To do —
Check each line below for the word "Reviewer", then please report how many lines have it and nothing more.

Exercise materials —
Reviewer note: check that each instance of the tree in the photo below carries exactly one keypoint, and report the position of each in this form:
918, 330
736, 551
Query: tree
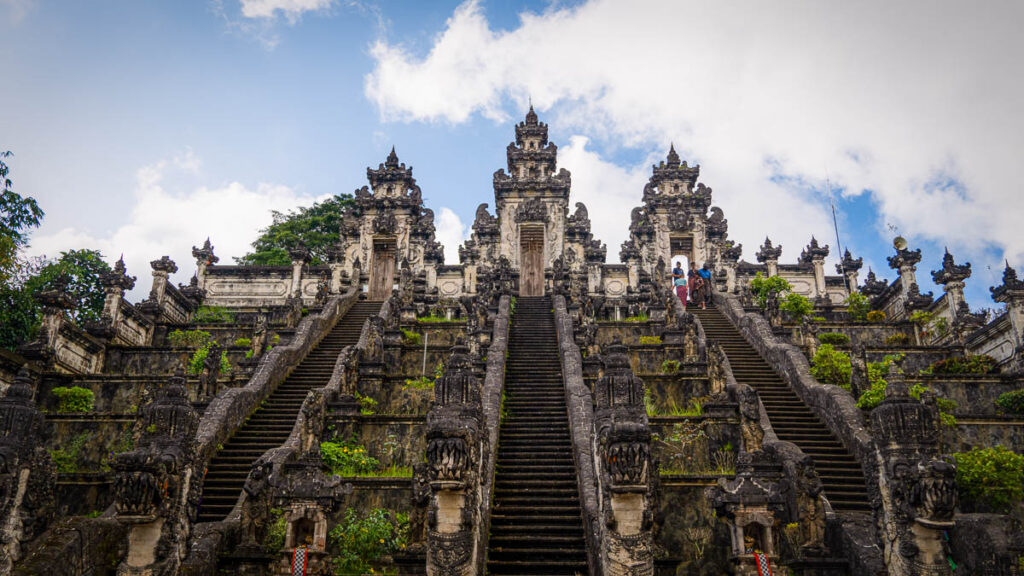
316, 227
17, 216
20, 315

...

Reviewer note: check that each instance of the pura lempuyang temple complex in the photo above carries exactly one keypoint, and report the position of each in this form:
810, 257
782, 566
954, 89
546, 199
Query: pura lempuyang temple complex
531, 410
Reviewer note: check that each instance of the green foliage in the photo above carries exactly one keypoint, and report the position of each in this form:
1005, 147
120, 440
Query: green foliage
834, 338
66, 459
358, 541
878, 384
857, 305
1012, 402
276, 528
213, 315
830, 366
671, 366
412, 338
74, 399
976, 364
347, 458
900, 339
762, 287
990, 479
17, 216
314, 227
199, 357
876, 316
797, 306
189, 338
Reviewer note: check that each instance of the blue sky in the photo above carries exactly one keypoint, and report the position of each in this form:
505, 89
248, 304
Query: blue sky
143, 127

Written response —
4